:: Exercise goal ::
Copy every line of the entries below word for word, leaving out the picture.

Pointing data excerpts
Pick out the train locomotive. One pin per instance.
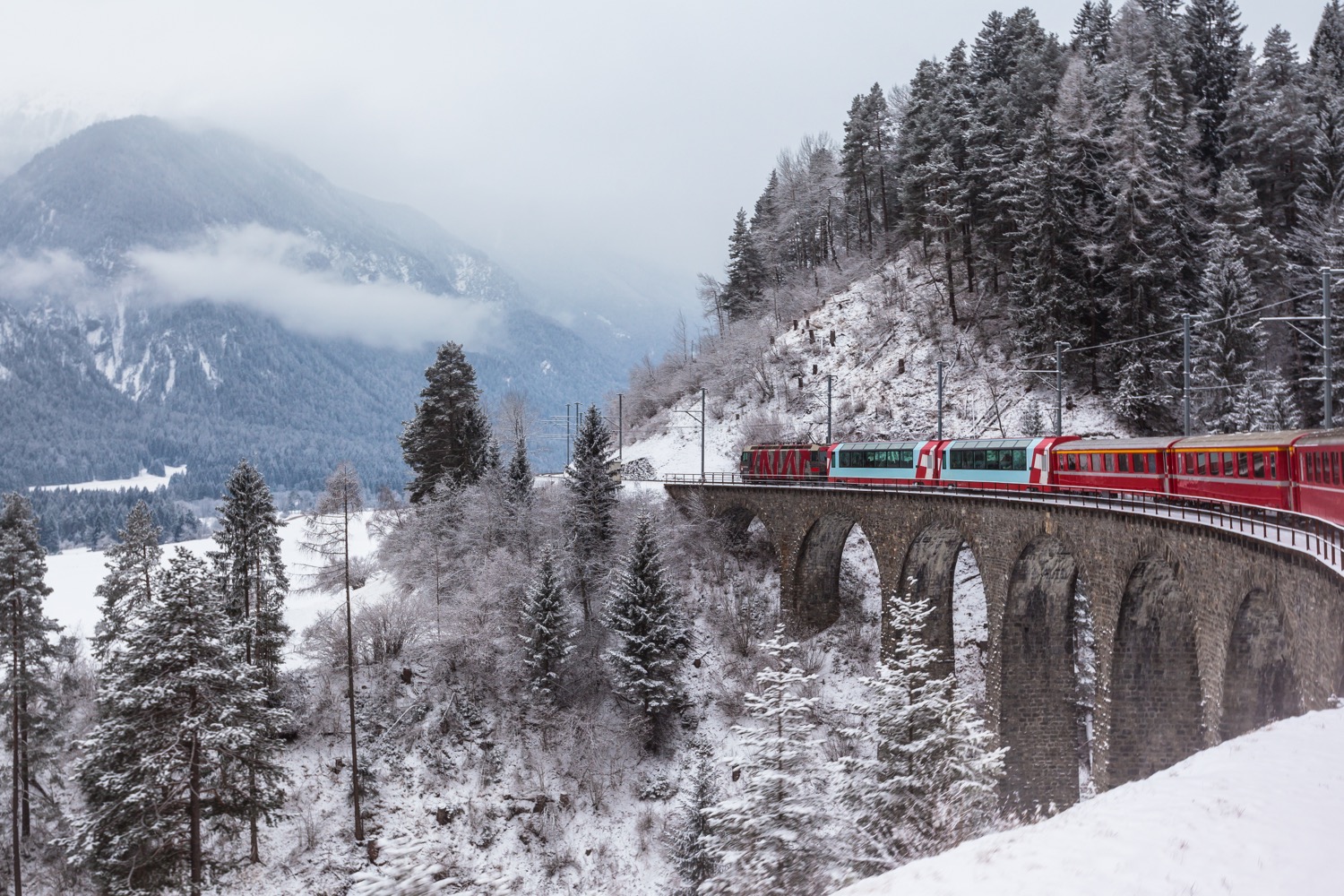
(1297, 470)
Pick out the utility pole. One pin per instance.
(1185, 392)
(1325, 347)
(828, 409)
(940, 401)
(1059, 387)
(702, 435)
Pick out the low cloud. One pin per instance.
(280, 274)
(287, 276)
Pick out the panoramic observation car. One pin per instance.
(1317, 478)
(996, 463)
(774, 462)
(1116, 465)
(1241, 468)
(882, 462)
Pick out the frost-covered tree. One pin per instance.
(593, 503)
(328, 530)
(927, 775)
(128, 587)
(769, 839)
(177, 707)
(254, 584)
(451, 433)
(652, 634)
(252, 571)
(1228, 347)
(547, 637)
(29, 648)
(690, 837)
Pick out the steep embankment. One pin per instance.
(879, 340)
(1258, 814)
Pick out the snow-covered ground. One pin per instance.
(1261, 815)
(144, 479)
(74, 575)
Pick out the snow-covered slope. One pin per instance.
(768, 381)
(1260, 814)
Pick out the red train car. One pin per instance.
(1317, 478)
(774, 462)
(1242, 468)
(1116, 465)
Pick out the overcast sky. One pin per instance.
(524, 128)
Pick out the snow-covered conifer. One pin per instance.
(593, 492)
(27, 648)
(128, 587)
(927, 774)
(449, 437)
(177, 705)
(547, 637)
(652, 634)
(691, 836)
(769, 839)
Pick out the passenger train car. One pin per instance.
(1300, 470)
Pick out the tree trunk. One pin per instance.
(349, 681)
(13, 770)
(196, 861)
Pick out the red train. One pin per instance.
(1296, 470)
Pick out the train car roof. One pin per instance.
(1322, 437)
(876, 446)
(989, 444)
(1279, 438)
(1118, 445)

:: The completed task ::
Pick out the train locomotive. One pin per instance.
(1297, 470)
Pick out the utility pole. One pin per instance.
(1185, 392)
(1325, 347)
(828, 409)
(940, 401)
(1059, 387)
(702, 435)
Pick out the low cloud. One pin per instance.
(280, 274)
(287, 276)
Pick out the panoramic observation car. One pin per instance.
(1317, 478)
(996, 463)
(774, 462)
(1116, 465)
(1241, 468)
(882, 462)
Pick out the frost-covered tree. One pin per instance.
(593, 503)
(328, 530)
(927, 775)
(128, 587)
(769, 839)
(177, 707)
(254, 584)
(451, 433)
(652, 634)
(252, 571)
(1228, 347)
(547, 637)
(29, 648)
(690, 837)
Pick out the steep embankment. One pin per instance.
(879, 340)
(1258, 814)
Pick out the snow-covered ground. One pin per instance.
(1261, 815)
(144, 479)
(74, 575)
Pick out the snow-covered slope. One pin per instance.
(768, 381)
(1260, 814)
Pick out the red train car. One pin per instance.
(1317, 478)
(774, 462)
(1242, 468)
(1116, 465)
Pick out the overcast sky. One pin per instance.
(524, 128)
Pick out the snow-covered conifer. One pin per instance.
(593, 492)
(27, 648)
(128, 587)
(927, 774)
(449, 437)
(177, 705)
(547, 637)
(652, 634)
(691, 836)
(769, 839)
Pick out the passenger train car. One pin per instance.
(1300, 470)
Pick out the tree trunk. One pin per instance.
(349, 681)
(13, 770)
(196, 861)
Pick out the red train. One pin per instance.
(1296, 470)
Pick out the train car roof. One pin per instance.
(1322, 437)
(876, 446)
(989, 444)
(1279, 438)
(1118, 445)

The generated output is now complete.